▸ STORED DATA
....................

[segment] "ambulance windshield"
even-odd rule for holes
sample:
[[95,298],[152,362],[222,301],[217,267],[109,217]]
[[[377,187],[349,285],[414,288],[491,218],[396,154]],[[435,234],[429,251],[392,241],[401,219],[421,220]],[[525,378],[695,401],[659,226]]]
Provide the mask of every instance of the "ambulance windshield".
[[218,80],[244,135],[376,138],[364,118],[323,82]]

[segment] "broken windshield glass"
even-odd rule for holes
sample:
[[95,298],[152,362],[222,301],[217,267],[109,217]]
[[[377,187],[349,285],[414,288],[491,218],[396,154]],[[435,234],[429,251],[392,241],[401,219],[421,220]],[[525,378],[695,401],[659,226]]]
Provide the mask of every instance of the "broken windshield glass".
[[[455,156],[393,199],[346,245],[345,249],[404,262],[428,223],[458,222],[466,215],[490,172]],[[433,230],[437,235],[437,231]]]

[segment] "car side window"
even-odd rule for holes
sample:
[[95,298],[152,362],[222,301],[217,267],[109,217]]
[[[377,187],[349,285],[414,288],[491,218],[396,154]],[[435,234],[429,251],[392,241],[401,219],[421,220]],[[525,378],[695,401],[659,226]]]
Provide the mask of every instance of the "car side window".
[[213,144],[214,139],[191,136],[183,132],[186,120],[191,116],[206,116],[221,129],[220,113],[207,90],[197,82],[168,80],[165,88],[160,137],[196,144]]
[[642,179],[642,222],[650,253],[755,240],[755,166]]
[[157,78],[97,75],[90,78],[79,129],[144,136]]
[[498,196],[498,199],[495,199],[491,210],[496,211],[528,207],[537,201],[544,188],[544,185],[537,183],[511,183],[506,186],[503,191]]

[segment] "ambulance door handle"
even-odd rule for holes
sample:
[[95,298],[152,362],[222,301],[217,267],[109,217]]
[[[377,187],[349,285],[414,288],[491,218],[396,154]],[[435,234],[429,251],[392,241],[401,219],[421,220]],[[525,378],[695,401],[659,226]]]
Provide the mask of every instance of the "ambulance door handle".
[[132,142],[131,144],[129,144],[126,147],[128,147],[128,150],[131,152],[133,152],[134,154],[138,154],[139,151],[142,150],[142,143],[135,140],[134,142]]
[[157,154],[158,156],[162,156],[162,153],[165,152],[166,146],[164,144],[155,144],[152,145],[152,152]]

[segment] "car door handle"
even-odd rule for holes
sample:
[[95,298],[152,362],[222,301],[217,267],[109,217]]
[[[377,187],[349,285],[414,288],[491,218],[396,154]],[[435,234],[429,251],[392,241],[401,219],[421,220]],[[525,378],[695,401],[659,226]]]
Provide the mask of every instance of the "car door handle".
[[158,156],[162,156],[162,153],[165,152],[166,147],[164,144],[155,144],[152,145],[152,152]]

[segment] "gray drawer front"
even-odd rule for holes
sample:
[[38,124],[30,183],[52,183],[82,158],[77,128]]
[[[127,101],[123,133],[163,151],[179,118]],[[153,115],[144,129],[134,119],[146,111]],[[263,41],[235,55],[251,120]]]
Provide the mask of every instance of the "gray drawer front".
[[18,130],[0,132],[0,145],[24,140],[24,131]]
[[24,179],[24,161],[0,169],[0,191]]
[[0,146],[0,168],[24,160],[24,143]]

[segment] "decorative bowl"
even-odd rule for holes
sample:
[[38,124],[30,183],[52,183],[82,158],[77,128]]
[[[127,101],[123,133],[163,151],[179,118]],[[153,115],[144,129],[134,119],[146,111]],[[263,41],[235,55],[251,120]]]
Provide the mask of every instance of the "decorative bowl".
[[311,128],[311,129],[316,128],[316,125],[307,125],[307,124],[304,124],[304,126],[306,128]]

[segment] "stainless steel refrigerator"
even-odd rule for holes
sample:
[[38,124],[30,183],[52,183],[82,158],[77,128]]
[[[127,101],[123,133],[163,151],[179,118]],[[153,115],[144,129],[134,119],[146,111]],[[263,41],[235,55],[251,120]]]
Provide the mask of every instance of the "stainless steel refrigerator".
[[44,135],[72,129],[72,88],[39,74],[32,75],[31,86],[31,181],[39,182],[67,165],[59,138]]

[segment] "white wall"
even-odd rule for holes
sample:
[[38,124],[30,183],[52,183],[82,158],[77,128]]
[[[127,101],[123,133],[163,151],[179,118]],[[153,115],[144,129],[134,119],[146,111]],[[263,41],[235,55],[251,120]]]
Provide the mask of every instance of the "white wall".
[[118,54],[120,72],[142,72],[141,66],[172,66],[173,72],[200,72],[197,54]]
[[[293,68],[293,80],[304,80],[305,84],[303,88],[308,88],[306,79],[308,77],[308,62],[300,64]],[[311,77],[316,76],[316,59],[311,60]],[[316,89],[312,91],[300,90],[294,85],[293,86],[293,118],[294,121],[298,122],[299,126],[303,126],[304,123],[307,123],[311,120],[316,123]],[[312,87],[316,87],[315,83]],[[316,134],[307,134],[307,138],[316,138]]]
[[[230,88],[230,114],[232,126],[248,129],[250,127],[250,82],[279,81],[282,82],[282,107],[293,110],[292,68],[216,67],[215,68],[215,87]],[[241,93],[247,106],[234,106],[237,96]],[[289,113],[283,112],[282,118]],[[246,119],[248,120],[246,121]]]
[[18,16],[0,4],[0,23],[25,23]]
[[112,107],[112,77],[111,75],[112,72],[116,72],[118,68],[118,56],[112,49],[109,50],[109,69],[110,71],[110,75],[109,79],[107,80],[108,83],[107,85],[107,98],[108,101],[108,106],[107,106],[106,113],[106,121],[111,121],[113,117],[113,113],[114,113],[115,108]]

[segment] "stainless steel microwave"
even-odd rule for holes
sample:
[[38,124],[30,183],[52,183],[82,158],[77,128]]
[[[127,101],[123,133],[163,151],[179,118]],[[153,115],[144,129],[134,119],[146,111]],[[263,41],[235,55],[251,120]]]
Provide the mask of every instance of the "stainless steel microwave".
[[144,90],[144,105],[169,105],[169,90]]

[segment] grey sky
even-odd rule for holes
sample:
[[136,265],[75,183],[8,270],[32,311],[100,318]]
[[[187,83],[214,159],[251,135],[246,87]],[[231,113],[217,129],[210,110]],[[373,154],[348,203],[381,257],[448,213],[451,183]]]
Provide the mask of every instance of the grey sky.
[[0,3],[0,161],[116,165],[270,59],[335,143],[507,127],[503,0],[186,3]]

....................

Update the rows above by replacing every "Provide the mask" with "Give the outline" and leaving everything else as it is.

[segment] "ambulance windshield"
even-odd rule for holes
sample:
[[95,298],[152,362],[222,301],[217,267],[109,217]]
[[[377,187],[349,285],[414,288],[491,218],[396,154]],[[435,234],[429,251],[392,241],[401,219],[421,220]],[[525,378],[695,401],[659,226]]]
Give the outline of every instance of the "ambulance windshield".
[[218,80],[244,135],[376,138],[364,118],[323,82]]

[segment] "broken windshield glass"
even-odd rule for holes
sample:
[[95,298],[152,362],[222,301],[217,267],[109,217]]
[[[377,187],[349,285],[414,288],[491,218],[396,154]],[[435,234],[429,251],[392,241],[401,219],[421,220]],[[525,378],[695,401],[659,226]]]
Give the outline of every instance of the "broken windshield glass".
[[[455,156],[393,199],[346,245],[345,249],[404,262],[428,223],[458,222],[466,215],[490,172]],[[433,230],[437,235],[437,231]]]

[segment] "car side window"
even-odd rule for holes
sample:
[[95,298],[152,362],[222,301],[217,267],[109,217]]
[[[377,187],[349,285],[414,288],[491,218],[396,154]],[[435,234],[429,251],[392,241],[401,219],[421,220]],[[525,378],[695,401],[659,226]]]
Give the outline of every instance of the "car side window".
[[213,144],[214,139],[191,136],[183,132],[186,120],[191,116],[206,116],[221,129],[220,113],[207,90],[197,82],[168,80],[165,88],[160,137],[196,144]]
[[642,179],[642,222],[650,253],[755,240],[755,166]]
[[157,78],[97,75],[90,78],[79,129],[144,136]]
[[498,196],[498,199],[495,199],[491,210],[496,211],[528,207],[537,201],[544,188],[544,185],[537,183],[511,183],[506,186],[503,191]]

[segment] "ambulance door handle"
even-odd rule for holes
sample:
[[95,298],[152,362],[222,301],[217,267],[109,217]]
[[[377,187],[349,285],[414,288],[491,218],[396,154]],[[435,234],[429,251],[392,241],[401,219],[421,220]],[[525,378],[695,401],[659,226]]]
Give the outline of every instance of the "ambulance door handle".
[[132,142],[131,144],[129,144],[126,147],[128,147],[128,150],[131,152],[133,152],[134,154],[138,154],[139,151],[142,150],[142,143],[135,140],[134,142]]
[[157,154],[158,156],[162,156],[162,153],[165,152],[166,146],[164,144],[155,144],[152,145],[152,152]]

[segment] "car door handle"
even-odd rule for holes
sample:
[[95,298],[152,362],[222,301],[217,267],[109,217]]
[[[377,187],[349,285],[414,288],[491,218],[396,154]],[[435,234],[429,251],[392,241],[401,219],[421,220]],[[525,378],[695,401],[659,226]]]
Give the outline of every instance of the "car door handle".
[[158,156],[162,156],[162,153],[165,152],[166,147],[164,144],[155,144],[152,145],[152,152]]

[segment] "gray drawer front"
even-odd rule for holes
sample:
[[38,124],[30,183],[52,183],[82,158],[77,128]]
[[[127,101],[123,133],[163,151],[179,118]],[[153,115],[144,129],[134,119],[146,111]],[[263,41],[235,55],[251,120]]]
Give the outline of every instance of the "gray drawer front".
[[18,130],[0,132],[0,145],[24,140],[24,131]]
[[24,179],[24,161],[0,169],[0,191]]
[[0,146],[0,168],[24,160],[24,143]]

[segment] "decorative bowl"
even-odd rule for holes
sample:
[[38,124],[30,183],[52,183],[82,158],[77,128]]
[[[127,101],[123,133],[163,151],[179,118]],[[153,115],[144,129],[134,119],[146,111]],[[263,41],[235,55],[251,120]]]
Give the outline of every instance of the "decorative bowl".
[[311,128],[311,129],[316,128],[316,125],[307,125],[307,124],[304,124],[304,126],[306,128]]

[segment] "stainless steel refrigerator"
even-odd rule for holes
sample:
[[38,124],[30,183],[52,183],[82,158],[77,128]]
[[[127,101],[123,133],[163,151],[179,118]],[[153,115],[144,129],[134,119],[146,111]],[[263,41],[235,55],[251,120]]]
Give the outline of every instance of the "stainless steel refrigerator".
[[44,135],[72,129],[72,88],[39,74],[32,75],[31,86],[31,181],[39,182],[67,165],[59,138]]

[segment] "white wall"
even-odd rule for holes
sample:
[[38,124],[30,183],[52,183],[82,158],[77,128]]
[[[127,101],[123,133],[163,151],[179,118]],[[153,115],[144,129],[134,119],[146,111]],[[263,41],[235,55],[251,120]]]
Give the outline of every instance of the "white wall".
[[118,54],[120,72],[142,72],[141,66],[172,66],[173,72],[200,72],[197,54]]
[[[293,68],[293,80],[304,80],[305,84],[303,88],[308,88],[306,79],[308,77],[308,62],[300,64]],[[311,77],[316,76],[316,59],[311,60]],[[316,89],[312,91],[300,90],[294,85],[293,86],[293,118],[294,121],[298,122],[299,126],[303,126],[304,123],[307,123],[311,120],[316,123]],[[312,87],[316,87],[315,83]],[[316,134],[307,134],[307,138],[316,138]]]
[[[230,88],[230,114],[232,126],[248,129],[250,127],[250,82],[279,81],[282,82],[282,107],[293,110],[292,68],[216,67],[215,68],[215,87]],[[241,93],[247,106],[234,106],[237,96]],[[289,113],[283,112],[282,118]],[[246,119],[248,120],[246,121]]]
[[18,16],[0,4],[0,23],[25,23]]
[[112,107],[112,77],[111,75],[112,72],[116,72],[118,68],[118,56],[112,49],[109,50],[109,69],[110,71],[110,75],[109,79],[107,80],[108,83],[107,85],[107,98],[108,101],[108,106],[107,106],[106,113],[106,121],[111,121],[113,117],[113,113],[114,113],[115,108]]

[segment] "stainless steel microwave"
even-odd rule for holes
sample:
[[38,124],[30,183],[52,183],[82,158],[77,128]]
[[[127,101],[123,133],[163,151],[179,118]],[[153,115],[144,129],[134,119],[146,111]],[[263,41],[235,55],[251,120]]]
Give the outline of every instance of the "stainless steel microwave".
[[144,90],[144,105],[169,105],[169,90]]

[segment] grey sky
even-odd rule for holes
sample:
[[136,265],[75,183],[8,270],[32,311],[100,318]]
[[[187,83],[214,159],[251,135],[246,87]],[[231,113],[217,129],[210,110]],[[373,154],[348,203],[381,257],[448,213],[451,183]]]
Give the outline of every instance of the grey sky.
[[0,3],[0,161],[116,165],[270,59],[335,143],[507,127],[503,0],[186,3]]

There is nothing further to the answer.